■ Requirement ■
Output the full listing word for word.

[Point-based annotation data]
━━━━━━━━━━━━━━━━━━━━━━━━━━━━━━
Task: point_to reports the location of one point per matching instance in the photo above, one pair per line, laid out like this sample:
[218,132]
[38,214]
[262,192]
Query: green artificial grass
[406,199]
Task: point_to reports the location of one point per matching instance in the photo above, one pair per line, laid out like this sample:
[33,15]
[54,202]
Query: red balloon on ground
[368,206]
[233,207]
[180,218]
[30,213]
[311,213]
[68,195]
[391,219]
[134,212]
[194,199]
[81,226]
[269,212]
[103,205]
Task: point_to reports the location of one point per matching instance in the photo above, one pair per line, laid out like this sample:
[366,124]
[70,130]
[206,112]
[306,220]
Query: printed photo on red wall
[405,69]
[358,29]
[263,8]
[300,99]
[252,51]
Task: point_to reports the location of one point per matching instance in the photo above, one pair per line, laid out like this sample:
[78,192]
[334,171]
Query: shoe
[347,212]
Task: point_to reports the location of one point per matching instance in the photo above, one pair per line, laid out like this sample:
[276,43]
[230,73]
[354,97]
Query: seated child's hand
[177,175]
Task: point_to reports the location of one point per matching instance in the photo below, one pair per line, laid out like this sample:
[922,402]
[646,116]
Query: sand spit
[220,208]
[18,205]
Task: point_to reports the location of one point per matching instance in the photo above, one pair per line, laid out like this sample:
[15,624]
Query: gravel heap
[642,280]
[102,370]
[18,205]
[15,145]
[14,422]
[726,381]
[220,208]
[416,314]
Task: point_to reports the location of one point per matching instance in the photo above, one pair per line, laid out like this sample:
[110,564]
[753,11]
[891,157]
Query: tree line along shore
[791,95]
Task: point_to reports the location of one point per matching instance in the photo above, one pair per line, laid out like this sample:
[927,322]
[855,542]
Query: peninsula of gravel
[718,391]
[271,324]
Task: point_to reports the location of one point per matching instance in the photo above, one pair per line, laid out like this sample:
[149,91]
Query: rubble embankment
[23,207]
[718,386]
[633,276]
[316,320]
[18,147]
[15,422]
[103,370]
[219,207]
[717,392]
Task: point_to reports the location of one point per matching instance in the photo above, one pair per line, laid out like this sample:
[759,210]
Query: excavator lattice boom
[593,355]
━━━━━━━━━━━━━━━━━━━━━━━━━━━━━━
■ The response ■
Task: point_to reports the location of one point per matching instance in the photo above, one pair per line, laid out like this sample:
[218,132]
[38,214]
[262,192]
Query: green artificial grass
[406,199]
Task: point_to reports the location of one point per matching instance in the photo above, one pair per line, laid out like this sample:
[33,15]
[54,202]
Query: red balloon on ground
[368,206]
[233,207]
[180,218]
[30,213]
[311,213]
[68,195]
[391,219]
[134,212]
[194,199]
[81,226]
[269,212]
[103,205]
Task: point_to reports the location of one point per matching instance in the photo above, one pair per line, laid out like this sample:
[366,124]
[70,130]
[206,112]
[306,220]
Query: printed photo on red wall
[405,69]
[358,29]
[263,8]
[300,99]
[252,51]
Task: point_to reports the location of one point per matching instance in the photo above, one pair per line, laid out like this sample:
[78,192]
[334,171]
Query: shoe
[347,212]
Task: point_to reports the location of one point per matching instance in the photo above, one pair per line, laid out like this sample:
[276,43]
[230,73]
[354,97]
Query: seated child's hand
[177,175]
Task: point_to reports the location of one point per matching instance in the photo below, one pair per line, laid out like this sample:
[922,402]
[646,116]
Query: sand spit
[220,208]
[18,205]
Task: point_to reports the location of one point per matching instance in the photo above, one pair per line, laid out like this sample:
[15,624]
Query: gravel heap
[642,280]
[102,370]
[18,205]
[15,145]
[14,422]
[726,381]
[220,208]
[416,314]
Task: point_to reports the location of one point per matching instance in the photo above, one pair per line, laid out like this sample:
[110,564]
[753,11]
[891,157]
Query: tree line along shore
[791,95]
Task: point_to reports the location of one point per matching instance in the photo above, one pair per line, laid out like this sample:
[927,322]
[855,542]
Query: peninsula of gravel
[718,391]
[271,324]
Task: point_to reports the location of one point per matching instance in the photo above, one pair per line, laid out like this sample:
[149,91]
Query: rubble embankment
[23,207]
[718,386]
[633,276]
[316,320]
[18,147]
[15,422]
[103,370]
[219,207]
[717,392]
Task: point_to reports the location of one point per matching instance in the photo above, one pair per line, laid out like this sample:
[759,210]
Query: excavator lattice boom
[593,355]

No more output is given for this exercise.